Darlington Memorial Fountain

From Wikipedia, the free encyclopedia
Jump to: navigation, search
Darlington Memorial Fountain
Darlington Memorial Fountain - Judiciary Square.JPG
Artist C. Paul Jennewein
Year 1922
Type Gilded Bronze
Dimensions 150 cm × 91 cm × 91 cm (5 ft × 3 ft × 3 ft)
Location Washington, D.C., United States
Coordinates 38°53′43″N 77°1′7″W / 38.89528°N 77.01861°W / 38.89528; -77.01861
Owner District of Columbia


The Darlington Memorial Fountain is a gilded bronze statue by C. Paul Jennewein. It is located at Judiciary Park at 5th Street and D Street, Northwest, Washington, D.C., in the Judiciary Square neighborhood.

Committee[edit]

In November 6th 1923, a committee were formed under Frank J. Hogan, the head of the Darlington memorial committee. The duties of the committee were to take charge of the dedication of that committee, later that month. The committee consisted of 100 people, some who were lawyers who had studied under Mr. Darlington.

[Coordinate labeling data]
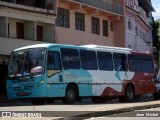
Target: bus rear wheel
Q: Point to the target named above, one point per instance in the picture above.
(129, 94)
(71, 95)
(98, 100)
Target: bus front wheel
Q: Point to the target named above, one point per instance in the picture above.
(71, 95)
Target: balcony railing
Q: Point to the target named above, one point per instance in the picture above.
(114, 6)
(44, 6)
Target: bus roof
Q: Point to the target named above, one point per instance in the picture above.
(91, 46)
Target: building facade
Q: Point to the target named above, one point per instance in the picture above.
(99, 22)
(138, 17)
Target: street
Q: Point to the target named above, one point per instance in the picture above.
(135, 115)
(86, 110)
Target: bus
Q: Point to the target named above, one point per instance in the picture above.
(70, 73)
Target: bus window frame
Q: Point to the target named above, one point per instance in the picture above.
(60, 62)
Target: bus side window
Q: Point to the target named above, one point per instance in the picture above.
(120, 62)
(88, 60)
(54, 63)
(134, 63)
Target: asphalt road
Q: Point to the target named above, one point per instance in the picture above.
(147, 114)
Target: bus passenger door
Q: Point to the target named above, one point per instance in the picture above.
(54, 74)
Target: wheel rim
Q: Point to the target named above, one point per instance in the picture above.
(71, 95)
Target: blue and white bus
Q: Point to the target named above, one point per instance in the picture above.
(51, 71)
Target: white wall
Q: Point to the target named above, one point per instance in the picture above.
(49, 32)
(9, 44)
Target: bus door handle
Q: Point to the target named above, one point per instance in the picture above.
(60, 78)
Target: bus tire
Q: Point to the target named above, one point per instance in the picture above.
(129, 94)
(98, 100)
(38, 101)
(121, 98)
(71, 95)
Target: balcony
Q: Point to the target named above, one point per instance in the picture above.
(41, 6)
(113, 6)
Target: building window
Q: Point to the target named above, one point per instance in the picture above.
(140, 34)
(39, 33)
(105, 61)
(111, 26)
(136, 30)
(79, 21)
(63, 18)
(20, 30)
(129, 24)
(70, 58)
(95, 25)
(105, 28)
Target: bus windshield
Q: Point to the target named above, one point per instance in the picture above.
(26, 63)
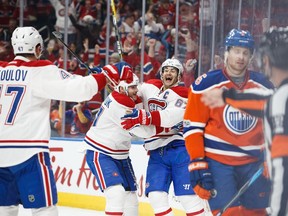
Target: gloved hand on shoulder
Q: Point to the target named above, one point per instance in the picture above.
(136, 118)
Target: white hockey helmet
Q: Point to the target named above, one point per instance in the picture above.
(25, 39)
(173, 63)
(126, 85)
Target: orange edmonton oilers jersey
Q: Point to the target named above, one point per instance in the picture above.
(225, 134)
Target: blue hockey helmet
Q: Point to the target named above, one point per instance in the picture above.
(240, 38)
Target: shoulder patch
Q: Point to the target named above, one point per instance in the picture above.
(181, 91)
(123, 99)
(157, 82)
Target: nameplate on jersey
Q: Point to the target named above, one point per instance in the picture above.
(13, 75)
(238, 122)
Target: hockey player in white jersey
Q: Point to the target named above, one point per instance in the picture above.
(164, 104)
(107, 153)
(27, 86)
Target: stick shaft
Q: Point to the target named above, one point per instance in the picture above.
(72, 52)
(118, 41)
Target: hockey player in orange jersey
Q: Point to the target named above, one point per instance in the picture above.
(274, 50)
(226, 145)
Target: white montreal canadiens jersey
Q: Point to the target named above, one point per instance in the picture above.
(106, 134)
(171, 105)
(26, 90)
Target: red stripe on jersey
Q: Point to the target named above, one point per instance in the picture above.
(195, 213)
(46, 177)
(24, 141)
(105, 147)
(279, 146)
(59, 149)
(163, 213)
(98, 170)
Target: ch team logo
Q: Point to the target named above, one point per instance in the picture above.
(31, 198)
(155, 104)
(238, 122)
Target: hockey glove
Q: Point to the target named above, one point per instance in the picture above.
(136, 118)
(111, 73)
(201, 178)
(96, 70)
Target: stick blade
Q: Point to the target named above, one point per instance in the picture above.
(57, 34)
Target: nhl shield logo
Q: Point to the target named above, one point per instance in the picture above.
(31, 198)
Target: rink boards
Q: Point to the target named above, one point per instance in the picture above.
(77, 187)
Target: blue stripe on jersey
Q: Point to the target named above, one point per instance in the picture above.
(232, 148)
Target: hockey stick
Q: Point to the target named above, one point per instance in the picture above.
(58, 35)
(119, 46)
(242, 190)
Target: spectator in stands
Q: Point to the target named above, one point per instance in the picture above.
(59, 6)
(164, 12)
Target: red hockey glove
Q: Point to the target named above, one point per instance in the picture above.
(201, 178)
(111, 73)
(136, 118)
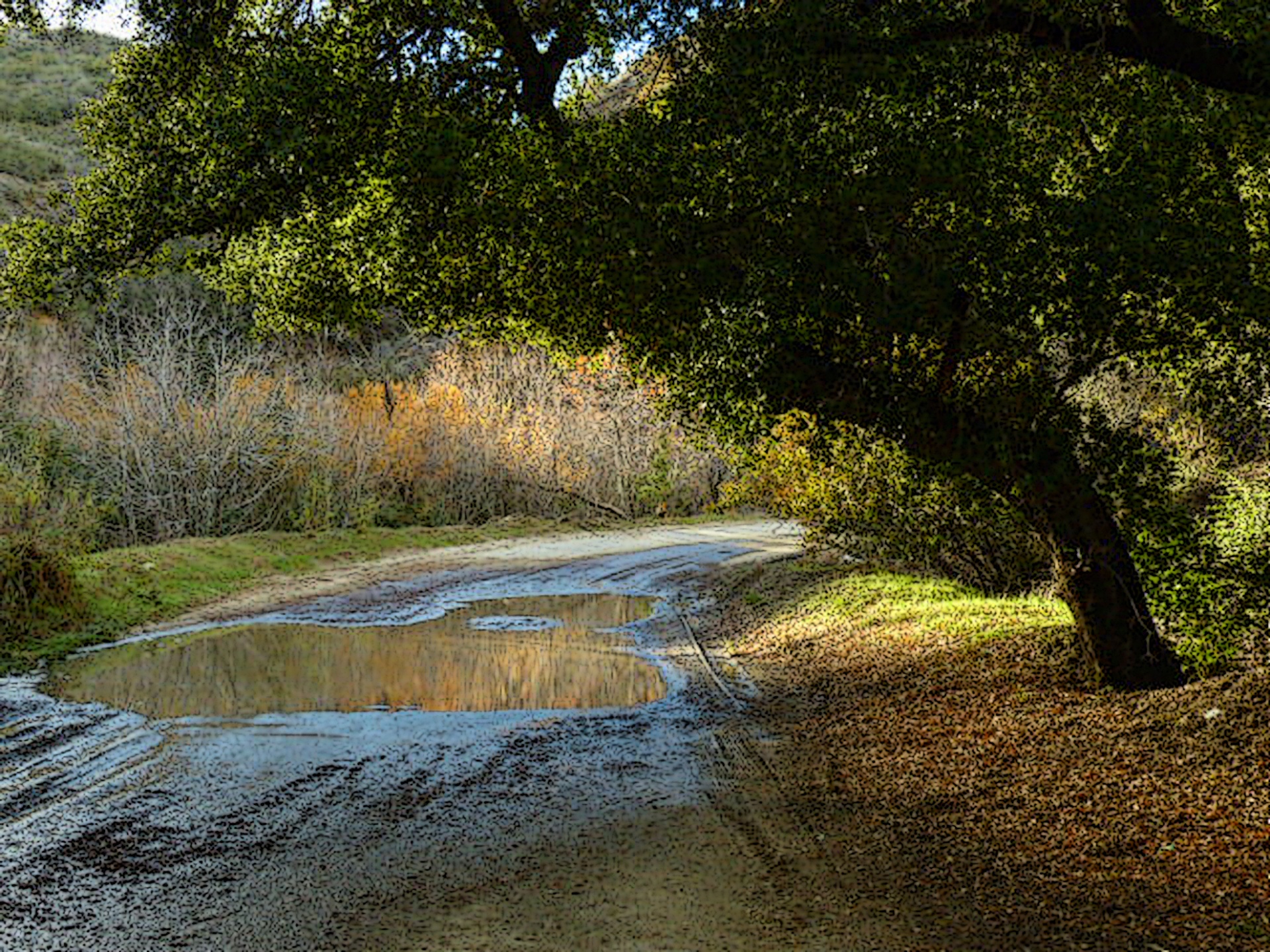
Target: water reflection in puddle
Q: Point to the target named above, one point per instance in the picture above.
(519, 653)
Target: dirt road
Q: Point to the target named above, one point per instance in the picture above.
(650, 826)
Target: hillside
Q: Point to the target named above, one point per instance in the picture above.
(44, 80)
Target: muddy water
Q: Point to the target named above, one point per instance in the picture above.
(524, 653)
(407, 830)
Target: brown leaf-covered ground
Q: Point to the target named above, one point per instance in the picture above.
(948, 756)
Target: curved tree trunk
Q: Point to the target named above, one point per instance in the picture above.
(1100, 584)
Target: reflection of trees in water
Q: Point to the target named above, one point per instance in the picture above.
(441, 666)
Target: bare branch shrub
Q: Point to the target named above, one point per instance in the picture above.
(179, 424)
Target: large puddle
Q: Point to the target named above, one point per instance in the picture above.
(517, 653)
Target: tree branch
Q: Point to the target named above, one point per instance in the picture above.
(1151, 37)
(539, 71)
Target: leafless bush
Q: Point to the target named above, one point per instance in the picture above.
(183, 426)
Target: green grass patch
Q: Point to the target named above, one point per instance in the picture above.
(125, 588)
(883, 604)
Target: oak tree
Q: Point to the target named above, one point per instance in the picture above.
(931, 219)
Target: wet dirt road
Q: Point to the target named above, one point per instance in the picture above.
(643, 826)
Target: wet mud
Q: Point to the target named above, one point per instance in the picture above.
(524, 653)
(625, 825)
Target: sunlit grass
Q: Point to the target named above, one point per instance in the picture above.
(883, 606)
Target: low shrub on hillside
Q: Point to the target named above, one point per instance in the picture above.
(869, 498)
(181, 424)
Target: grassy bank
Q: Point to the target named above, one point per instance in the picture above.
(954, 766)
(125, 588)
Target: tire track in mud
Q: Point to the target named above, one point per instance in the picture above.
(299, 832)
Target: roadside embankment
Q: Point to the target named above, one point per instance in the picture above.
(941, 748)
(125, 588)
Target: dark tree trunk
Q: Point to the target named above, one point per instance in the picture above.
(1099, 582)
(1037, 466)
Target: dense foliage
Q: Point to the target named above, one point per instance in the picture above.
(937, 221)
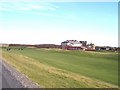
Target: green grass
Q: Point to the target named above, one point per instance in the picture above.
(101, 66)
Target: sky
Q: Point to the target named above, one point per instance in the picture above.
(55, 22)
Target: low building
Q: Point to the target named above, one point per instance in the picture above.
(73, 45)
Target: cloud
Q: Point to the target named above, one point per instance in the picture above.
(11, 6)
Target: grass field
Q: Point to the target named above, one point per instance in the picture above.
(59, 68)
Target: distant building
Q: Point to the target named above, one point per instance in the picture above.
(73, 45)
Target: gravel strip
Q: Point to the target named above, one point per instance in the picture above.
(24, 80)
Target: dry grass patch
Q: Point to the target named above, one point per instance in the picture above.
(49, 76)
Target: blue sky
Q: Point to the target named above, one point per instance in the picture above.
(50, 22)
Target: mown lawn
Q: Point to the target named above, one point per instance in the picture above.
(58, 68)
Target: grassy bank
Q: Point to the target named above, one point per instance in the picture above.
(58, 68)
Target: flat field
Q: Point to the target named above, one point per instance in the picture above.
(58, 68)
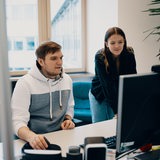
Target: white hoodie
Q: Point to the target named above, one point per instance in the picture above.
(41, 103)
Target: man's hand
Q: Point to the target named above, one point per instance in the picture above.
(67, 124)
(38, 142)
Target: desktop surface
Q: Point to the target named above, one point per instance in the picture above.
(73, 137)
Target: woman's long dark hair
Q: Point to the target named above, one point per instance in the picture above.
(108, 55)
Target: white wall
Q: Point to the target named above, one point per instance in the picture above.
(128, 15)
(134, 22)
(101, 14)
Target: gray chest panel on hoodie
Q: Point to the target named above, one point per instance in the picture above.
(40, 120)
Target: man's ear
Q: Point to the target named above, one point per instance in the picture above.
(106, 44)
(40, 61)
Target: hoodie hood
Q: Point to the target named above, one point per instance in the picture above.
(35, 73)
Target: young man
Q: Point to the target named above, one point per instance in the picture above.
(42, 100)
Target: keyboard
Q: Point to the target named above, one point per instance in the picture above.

◆ WHAT TO DO ◆
1) Based on the Darlington Memorial Fountain text, is each statement true? (a) The statue is made of gilded bronze. (b) The fountain is owned by the federal government. (c) The committee was made up of 100 people. Answer yes or no for each, and quote the words from the text that settle it.
2) According to the Darlington Memorial Fountain text, what neighborhood is the fountain in?
3) Echo the Darlington Memorial Fountain text between "The Darlington Memorial Fountain" and "under Mr. Darlington.", inclusive.

◆ ANSWERS PER TASK ◆
1)
(a) Yes: "a gilded bronze statue by C. Paul Jennewein"
(b) No: "Owner District of Columbia"
(c) Yes: "The committee consisted of 100 people"

2) Judiciary Square.

3)
The Darlington Memorial Fountain is a gilded bronze statue by C. Paul Jennewein. It is located at Judiciary Park at 5th Street and D Street, Northwest, Washington, D.C., in the Judiciary Square neighborhood.

Committee[edit]

In November 6th 1923, a committee were formed under Frank J. Hogan, the head of the Darlington memorial committee. The duties of the committee were to take charge of the dedication of that committee, later that month. The committee consisted of 100 people, some who were lawyers who had studied under Mr. Darlington.